[Natural language region descriptions]
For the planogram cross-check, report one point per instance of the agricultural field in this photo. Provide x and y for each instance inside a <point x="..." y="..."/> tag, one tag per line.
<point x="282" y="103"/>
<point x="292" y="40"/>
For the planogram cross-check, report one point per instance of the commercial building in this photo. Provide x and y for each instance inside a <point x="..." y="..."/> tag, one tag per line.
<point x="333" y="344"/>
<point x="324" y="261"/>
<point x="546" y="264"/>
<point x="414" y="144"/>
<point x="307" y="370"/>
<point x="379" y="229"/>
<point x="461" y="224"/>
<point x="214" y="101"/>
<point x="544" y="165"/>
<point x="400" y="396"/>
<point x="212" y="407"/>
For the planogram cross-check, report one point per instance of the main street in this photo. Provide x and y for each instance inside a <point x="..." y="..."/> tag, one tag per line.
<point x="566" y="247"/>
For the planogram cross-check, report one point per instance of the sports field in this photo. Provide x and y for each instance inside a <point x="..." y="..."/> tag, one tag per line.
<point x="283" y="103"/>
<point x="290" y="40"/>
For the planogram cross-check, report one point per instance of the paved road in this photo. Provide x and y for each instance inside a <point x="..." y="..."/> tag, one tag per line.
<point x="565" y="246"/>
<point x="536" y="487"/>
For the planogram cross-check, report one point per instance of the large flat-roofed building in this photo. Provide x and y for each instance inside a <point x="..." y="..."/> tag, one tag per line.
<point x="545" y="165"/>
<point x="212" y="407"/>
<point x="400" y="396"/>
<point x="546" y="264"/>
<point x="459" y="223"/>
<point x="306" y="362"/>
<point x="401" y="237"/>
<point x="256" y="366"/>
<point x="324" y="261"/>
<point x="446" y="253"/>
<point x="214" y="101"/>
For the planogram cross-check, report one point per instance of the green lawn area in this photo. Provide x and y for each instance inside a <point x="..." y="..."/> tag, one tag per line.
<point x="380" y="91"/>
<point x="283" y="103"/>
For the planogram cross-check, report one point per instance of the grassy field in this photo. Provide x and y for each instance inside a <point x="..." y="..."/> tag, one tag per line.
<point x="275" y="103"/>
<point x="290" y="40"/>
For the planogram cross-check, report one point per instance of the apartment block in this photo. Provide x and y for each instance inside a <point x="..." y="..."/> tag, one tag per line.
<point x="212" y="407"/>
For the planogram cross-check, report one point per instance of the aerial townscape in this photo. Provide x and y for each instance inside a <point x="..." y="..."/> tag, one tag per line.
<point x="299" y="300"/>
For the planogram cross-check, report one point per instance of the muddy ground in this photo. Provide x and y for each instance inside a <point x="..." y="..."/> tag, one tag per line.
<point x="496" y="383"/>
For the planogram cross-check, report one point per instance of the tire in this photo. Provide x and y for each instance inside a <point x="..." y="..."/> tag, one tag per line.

> To do
Down to the last line, reproduce the entries above precisely.

> Task answer
For the planogram cross-check, report one point per instance of the agricultural field in this photo. Provide x and y for each instance inside a <point x="..." y="..."/> tag, one tag per line.
<point x="282" y="103"/>
<point x="292" y="40"/>
For the planogram cross-check, report one point per instance of the commercial building in this photo. Provide x and y for each instance inside a <point x="..." y="..."/> tag, one tag per line.
<point x="333" y="344"/>
<point x="324" y="261"/>
<point x="546" y="264"/>
<point x="414" y="144"/>
<point x="307" y="370"/>
<point x="379" y="229"/>
<point x="461" y="224"/>
<point x="214" y="101"/>
<point x="544" y="165"/>
<point x="400" y="396"/>
<point x="212" y="407"/>
For the planogram cross-check, report one point per instance of the main street in this photo. Provide x and y for each instance inside a <point x="..." y="..."/> tag, one tag per line.
<point x="566" y="247"/>
For the planogram cross-check, report one point per instance of the sports field in this photo. Provide x and y for each instance inside a <point x="..." y="..."/> tag, one tag per line.
<point x="283" y="103"/>
<point x="290" y="40"/>
For the planogram cross-check, report one point per instance of the paved road in this photo. Provide x and y for each instance inside a <point x="..." y="..."/> tag, one tag per line.
<point x="565" y="246"/>
<point x="536" y="487"/>
For the planogram cross-check, report one point per instance of the large flat-roofed building in this photo. Provide x and y for each instance inside a <point x="..." y="..."/> tag, one tag per line.
<point x="545" y="165"/>
<point x="212" y="407"/>
<point x="400" y="396"/>
<point x="546" y="264"/>
<point x="459" y="223"/>
<point x="306" y="362"/>
<point x="401" y="237"/>
<point x="256" y="366"/>
<point x="324" y="261"/>
<point x="446" y="253"/>
<point x="214" y="101"/>
For the planogram cross-check, report one point per instance of the green lawn area in this photo. Provide x and y for each instance inside a <point x="..." y="..."/> tag, one tag per line.
<point x="380" y="91"/>
<point x="283" y="103"/>
For the planogram cross-check, report one point per instance of the grassy field in this photo. Provide x and y for each instance inside a <point x="..." y="..."/> tag, one tag per line.
<point x="275" y="103"/>
<point x="290" y="40"/>
For the planogram cross-check, report one point per instance of the apartment block in this photo. Provide x and y for each instance inside a <point x="..." y="..."/> tag, one tag per line.
<point x="212" y="407"/>
For the planogram cross-check, report one point per instance of the aerial townscape in this photo. Provide x and y for each instance inside a <point x="..." y="..."/> tag, one tag per line.
<point x="299" y="300"/>
For the planogram cross-check, report one point per instance of the muddy ground in this photo. Provide x and y for each instance inside a <point x="..." y="..."/> tag, one tag per line.
<point x="496" y="383"/>
For the planogram cross-check, report one point per instance of the tire in this photo. Provide x and y for each instance inside a <point x="..." y="..."/> tag, one tag per line.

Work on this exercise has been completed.